> **EXTRAIT FOURNI**
◆ ◆ ◆ ◆ ◆ ◆ ◆
Cet indicateur est aujourd'hui d'autant plus fragile que le redressement du moral des promoteurs repose sur un événement spécifique, le succès du dispositif Pinel auprès des investisseurs particuliers. Pourquoi cette bonne nouvelle ne suffit-elle pas à augurer de lendemains qui chantent? Parce que l'effet rattrapage explique en grande partie le succès du Pinel: le Duflot n'avait pas séduit, essentiellement pour des raisons psychologiques, alors que le nom de la ministre évoquait des dispositions présentées par la communauté professionnelle comme hostiles aux investisseurs. En année n+1, le Pinel pourrait bien, mécaniquement, avoir moins de succès: on estime qu'il faut entre trois et cinq ans pour qu'un ménage investisseur reconstitue sa capacité d'investissement.

Un indicateur, plus avancé de tous, serait de nature à nous rassurer vraiment sur les perspectives commerciales perçues par les promoteurs, les achats de terrains en vue de la construction. Or, d'évidence, les professionnels ne reconstituent pas encore leur stock foncier et s'emploient plutôt à utiliser celui qu'ils ont déjà.

L'accession dans le collectif, elle, n'est pas repartie. Alors d'où vient qu'elle le soit dans l'individuel? De deux causes essentiellement: le recalibrage du prêt à taux zéro et la resolvabilisation liée à la maison individuelle. Le nouveau PTZ accentue l'effort de l'Etat au profit des acquéreurs dans les zones moins tendues que la version précédente, et sur ces territoires moins denses le produit-phare est bel et bien la maison individuelle. Par surcroît, et les statistiques le démontrent, le prix moyen de la maison individuelle commandée par les ménages a baissé, en grande partie par la réduction de la superficie du terrain, mais aussi par celle de la superficie de la maison elle-même . En clair, la maison individuelle neuve offre des capacités de réduction de la facture structurellement plus importantes que l'appartement et les ménages en jouent.

Enfin, deux considérations supplémentaires nous conduisent à la prudence. La hausse des taux annoncée ces derniers mois et désormais sensible a poussé les Français à acheter des logements. C'est l'inverse de l'effet rattrapage: on se hâte et on précipite des choix, ce qui ne veut pas dire que le rythme des ventes constaté durera. Il est même certain dans le neuf, où une baisse des prix ne peut compenser une hausse des taux comme dans l'ancien, que l'enchérissement du crédit va faire disparaître des milliers d'opérations dans les prochains mois.

Et puis on assiste à un phénomène qu'on se cache, parce qu'il n'est pas glorieux. Les acteurs économiques sont en train de sous-dimensionner et tout redémarrage de l'activité les dépasse! Les banques sont incapables de respecter les mêmes délais d'examen et de montage des dossiers tellement elles ont depuis des années allégé leurs effectifs. Idem pour les études notariales. Ces éléments, qui semblaient micro-économiques, sont en fait des embarras macro-économiques. Ils mettent de la viscosité dans le marché et le ralentissent. Ils compromettent purement et simplement une reprise franche. Sans doute faudrait-il ajouter, pour que le diagnostic soit complet, que l'appareil de production lui-même s'est sous-dimensionné depuis trois ou quatre ans, à force de licenciements dans le bâtiment, et que sa capacité à produire 450.000 ou 500.000 logements par an est peu probable, du moins dans le respect de la qualité.

On voit bien qu'il faut relativiser les heureuses nouvelles qui nous parviennent, non par esprit chagrin, mais pour éviter les fausses joies et ne pas relâcher trop tôt notre vigilance économique et politique.
◆ ◆ ◆ ◆ ◆ ◆ ◆
> **DONNÉES FOURNIES**
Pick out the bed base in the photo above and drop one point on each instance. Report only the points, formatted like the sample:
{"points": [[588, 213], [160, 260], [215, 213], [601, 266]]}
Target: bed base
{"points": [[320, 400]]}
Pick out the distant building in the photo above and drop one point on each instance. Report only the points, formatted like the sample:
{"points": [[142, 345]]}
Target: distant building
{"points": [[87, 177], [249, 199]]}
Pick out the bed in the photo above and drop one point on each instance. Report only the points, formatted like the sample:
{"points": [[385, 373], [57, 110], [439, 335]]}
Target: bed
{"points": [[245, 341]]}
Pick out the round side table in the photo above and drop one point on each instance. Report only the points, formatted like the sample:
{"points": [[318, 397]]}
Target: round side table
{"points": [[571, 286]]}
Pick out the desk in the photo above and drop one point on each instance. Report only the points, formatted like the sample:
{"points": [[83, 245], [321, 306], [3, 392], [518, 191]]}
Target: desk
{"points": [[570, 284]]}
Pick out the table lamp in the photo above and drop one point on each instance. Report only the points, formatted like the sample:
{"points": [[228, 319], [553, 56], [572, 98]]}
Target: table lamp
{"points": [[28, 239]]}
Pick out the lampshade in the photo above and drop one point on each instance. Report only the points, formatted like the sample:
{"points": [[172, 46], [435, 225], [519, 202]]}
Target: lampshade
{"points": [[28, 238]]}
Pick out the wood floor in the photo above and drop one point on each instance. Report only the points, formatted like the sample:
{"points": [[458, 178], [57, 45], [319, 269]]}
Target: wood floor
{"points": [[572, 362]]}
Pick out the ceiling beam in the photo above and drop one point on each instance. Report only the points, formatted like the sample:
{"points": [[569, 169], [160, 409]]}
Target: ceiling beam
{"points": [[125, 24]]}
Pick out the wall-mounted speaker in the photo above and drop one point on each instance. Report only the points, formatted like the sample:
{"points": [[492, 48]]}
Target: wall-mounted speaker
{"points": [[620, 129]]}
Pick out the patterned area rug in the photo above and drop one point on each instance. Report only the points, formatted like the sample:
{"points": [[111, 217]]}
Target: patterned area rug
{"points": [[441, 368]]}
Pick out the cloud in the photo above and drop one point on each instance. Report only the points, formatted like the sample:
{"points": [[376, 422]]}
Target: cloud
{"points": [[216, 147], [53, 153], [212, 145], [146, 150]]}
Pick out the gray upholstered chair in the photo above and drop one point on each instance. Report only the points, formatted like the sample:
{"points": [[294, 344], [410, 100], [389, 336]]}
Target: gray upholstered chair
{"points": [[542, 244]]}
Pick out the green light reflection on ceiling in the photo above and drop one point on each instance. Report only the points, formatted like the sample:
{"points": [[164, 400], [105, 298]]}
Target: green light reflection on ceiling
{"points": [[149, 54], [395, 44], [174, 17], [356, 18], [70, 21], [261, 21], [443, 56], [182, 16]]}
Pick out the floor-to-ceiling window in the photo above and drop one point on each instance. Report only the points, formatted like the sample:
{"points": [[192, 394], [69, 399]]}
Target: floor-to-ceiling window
◆ ◆ ◆ ◆ ◆ ◆ ◆
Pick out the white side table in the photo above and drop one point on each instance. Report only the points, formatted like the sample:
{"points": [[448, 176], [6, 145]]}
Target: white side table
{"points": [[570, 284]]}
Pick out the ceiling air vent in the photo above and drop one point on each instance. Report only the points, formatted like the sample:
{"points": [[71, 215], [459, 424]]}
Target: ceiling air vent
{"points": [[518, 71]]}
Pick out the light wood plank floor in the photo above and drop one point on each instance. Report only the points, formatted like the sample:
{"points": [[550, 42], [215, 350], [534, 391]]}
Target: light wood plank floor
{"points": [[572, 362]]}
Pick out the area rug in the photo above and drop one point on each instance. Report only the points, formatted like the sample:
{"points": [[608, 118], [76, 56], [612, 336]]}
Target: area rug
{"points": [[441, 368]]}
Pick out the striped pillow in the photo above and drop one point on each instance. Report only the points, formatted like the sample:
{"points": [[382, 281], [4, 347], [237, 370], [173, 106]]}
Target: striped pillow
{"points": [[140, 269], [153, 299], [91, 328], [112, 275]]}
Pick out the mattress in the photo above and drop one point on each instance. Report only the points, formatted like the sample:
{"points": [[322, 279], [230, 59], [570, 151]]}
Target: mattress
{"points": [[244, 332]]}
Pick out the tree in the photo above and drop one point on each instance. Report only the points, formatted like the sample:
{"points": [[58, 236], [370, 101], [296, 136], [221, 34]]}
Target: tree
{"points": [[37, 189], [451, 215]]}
◆ ◆ ◆ ◆ ◆ ◆ ◆
> **ÉNONCÉ DE TÂCHE**
Répondez à ces questions d'après l'extrait sur le marché du logement neuf :
1. Combien de temps faut-il, selon l'extrait, pour qu'un ménage investisseur reconstitue sa capacité d'investissement ?
2. Quelles sont les deux causes avancées pour expliquer que l'accession soit repartie dans l'individuel ?
3. Outre les banques, quels acteurs sont cités comme ayant du mal à tenir les délais ?

> **TÂCHE ACCOMPLIE**
1. Entre trois et cinq ans.
2. Le recalibrage du prêt à taux zéro et la resolvabilisation liée à la maison individuelle.
3. Les études notariales.